Required work
Reproduce word for word everything in the rows below, from the line containing "Please put a marker on the concrete path" down to the end of the rows, both ends included, and nothing else.

Records:
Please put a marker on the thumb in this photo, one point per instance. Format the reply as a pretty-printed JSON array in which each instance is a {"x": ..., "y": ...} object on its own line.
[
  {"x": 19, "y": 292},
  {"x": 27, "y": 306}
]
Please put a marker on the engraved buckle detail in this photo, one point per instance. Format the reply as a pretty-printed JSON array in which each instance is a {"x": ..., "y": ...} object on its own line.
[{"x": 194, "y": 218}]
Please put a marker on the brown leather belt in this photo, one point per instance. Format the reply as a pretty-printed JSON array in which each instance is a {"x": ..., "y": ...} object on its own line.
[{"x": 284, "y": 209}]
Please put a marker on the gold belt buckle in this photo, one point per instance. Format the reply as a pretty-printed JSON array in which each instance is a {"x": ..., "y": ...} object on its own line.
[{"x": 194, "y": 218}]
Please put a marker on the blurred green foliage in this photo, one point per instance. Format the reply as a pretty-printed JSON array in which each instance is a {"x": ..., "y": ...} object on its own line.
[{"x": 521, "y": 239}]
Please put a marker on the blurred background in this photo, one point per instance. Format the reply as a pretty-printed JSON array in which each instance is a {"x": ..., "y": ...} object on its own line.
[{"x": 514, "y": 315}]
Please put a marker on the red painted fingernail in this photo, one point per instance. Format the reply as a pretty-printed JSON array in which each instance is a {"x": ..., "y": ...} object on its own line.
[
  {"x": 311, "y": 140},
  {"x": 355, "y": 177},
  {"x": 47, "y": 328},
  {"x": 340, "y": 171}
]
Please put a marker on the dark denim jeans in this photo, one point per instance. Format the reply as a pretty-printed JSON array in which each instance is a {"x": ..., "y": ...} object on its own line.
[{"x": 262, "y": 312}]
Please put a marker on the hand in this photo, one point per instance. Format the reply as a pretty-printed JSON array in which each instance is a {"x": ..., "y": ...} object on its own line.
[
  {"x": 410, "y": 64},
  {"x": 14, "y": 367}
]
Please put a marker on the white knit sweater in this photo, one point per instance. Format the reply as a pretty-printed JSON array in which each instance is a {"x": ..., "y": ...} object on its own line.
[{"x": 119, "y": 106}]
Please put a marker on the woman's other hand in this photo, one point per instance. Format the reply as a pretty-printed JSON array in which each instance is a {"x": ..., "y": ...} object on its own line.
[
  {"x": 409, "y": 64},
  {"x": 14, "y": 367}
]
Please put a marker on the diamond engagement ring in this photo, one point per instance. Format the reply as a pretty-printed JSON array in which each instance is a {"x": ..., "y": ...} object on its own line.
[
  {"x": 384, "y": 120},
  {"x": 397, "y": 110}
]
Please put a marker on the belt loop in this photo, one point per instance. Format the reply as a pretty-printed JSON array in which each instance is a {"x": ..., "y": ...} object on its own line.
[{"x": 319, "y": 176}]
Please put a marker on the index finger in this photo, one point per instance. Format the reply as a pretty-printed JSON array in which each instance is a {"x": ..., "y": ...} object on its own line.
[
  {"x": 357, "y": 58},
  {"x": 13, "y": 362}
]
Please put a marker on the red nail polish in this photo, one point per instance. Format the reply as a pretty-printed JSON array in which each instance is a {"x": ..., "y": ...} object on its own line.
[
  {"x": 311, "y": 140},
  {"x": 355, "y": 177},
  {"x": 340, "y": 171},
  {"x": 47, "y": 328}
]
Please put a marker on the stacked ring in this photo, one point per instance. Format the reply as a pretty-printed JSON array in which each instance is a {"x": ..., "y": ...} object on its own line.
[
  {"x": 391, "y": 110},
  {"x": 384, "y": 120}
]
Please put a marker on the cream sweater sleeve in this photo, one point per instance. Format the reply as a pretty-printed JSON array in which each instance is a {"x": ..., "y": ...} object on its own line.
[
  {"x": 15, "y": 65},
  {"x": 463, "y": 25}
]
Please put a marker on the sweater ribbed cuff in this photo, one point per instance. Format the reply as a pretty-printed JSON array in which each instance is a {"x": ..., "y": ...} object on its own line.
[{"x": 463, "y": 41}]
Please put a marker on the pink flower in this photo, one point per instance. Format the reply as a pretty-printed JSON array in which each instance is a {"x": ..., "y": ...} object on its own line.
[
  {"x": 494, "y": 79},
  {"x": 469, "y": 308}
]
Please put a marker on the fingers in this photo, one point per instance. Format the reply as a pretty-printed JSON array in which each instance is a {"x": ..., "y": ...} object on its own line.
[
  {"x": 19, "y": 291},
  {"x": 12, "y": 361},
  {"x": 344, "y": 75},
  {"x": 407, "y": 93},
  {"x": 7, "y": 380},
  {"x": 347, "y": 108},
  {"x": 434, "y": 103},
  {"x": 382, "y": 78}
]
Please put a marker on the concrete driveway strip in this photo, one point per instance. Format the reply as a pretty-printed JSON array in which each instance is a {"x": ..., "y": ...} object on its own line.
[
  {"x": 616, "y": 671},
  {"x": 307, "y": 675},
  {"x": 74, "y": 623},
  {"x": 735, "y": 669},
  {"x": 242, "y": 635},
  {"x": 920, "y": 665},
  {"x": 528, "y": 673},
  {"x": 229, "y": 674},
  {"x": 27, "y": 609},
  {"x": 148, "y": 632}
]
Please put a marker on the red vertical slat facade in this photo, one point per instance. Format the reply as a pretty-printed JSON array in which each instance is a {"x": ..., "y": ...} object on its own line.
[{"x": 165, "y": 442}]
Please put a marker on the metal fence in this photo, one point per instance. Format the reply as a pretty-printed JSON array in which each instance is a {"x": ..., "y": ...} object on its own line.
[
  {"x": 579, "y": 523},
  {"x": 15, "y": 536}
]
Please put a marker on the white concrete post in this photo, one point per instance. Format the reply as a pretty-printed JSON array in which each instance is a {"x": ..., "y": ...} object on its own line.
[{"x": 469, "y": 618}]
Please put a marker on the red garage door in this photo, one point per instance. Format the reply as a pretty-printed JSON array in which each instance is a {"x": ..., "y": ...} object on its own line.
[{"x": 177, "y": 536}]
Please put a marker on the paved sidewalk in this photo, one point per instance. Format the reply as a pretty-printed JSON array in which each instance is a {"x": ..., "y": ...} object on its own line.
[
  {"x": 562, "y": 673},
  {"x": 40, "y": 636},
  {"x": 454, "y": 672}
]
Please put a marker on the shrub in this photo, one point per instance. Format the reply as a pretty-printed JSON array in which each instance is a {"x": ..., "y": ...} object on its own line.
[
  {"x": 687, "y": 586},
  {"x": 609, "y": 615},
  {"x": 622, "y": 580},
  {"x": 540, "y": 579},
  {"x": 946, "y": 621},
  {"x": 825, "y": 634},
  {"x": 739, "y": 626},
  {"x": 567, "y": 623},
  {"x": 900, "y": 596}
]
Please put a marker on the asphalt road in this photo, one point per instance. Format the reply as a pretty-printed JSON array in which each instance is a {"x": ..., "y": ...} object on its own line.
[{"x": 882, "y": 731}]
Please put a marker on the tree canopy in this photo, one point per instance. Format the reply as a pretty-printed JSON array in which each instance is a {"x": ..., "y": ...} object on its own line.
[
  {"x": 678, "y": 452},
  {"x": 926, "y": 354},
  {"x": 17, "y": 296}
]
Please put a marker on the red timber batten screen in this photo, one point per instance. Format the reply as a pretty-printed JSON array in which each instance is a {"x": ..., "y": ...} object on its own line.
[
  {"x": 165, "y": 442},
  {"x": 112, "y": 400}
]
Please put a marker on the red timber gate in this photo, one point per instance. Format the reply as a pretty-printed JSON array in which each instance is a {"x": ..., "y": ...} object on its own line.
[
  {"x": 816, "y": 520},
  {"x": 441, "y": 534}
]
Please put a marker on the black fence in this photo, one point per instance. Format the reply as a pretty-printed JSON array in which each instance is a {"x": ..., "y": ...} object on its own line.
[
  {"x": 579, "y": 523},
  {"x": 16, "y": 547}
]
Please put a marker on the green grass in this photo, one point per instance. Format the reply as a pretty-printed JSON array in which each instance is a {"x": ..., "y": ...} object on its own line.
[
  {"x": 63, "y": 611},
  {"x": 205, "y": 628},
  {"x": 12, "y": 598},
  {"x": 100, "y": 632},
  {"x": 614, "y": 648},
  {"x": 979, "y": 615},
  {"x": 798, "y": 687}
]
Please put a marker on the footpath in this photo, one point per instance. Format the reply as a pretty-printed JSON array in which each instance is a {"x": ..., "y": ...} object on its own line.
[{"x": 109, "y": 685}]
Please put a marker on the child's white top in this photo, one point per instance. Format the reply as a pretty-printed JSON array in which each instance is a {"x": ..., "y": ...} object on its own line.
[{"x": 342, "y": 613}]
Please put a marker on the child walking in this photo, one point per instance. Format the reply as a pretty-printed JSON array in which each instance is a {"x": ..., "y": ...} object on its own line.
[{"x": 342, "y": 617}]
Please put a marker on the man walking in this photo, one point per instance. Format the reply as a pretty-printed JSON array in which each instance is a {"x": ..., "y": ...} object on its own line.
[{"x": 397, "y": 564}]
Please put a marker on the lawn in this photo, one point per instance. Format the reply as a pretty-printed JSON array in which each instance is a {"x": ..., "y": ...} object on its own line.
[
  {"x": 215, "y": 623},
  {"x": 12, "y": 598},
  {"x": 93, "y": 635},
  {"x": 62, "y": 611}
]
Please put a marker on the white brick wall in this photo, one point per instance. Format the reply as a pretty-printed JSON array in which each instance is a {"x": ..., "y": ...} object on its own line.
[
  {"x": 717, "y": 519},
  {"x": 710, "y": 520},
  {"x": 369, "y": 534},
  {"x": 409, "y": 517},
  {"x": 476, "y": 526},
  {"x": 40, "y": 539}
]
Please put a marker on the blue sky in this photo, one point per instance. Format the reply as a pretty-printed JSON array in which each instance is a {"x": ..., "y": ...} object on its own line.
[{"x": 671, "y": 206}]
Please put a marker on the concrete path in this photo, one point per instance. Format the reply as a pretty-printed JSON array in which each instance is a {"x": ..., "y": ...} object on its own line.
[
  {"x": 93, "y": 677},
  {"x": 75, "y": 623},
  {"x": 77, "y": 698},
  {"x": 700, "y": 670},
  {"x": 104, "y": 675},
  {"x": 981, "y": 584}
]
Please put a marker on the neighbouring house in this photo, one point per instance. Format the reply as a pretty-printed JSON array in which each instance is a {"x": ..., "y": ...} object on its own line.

Task solution
Please put a marker on the concrete path in this photo, one point per instance. Format the reply as a pretty-printed JSON array in which each instance is a {"x": ..., "y": ...} object on its own line.
[
  {"x": 93, "y": 677},
  {"x": 75, "y": 623},
  {"x": 77, "y": 698},
  {"x": 700, "y": 670},
  {"x": 104, "y": 675},
  {"x": 981, "y": 584}
]
Please put a marker on the neighbouring house in this photo, one point per instance. Format the reply as a pretty-printed JSON array in which each instance is a {"x": ..., "y": ...} object on its own line.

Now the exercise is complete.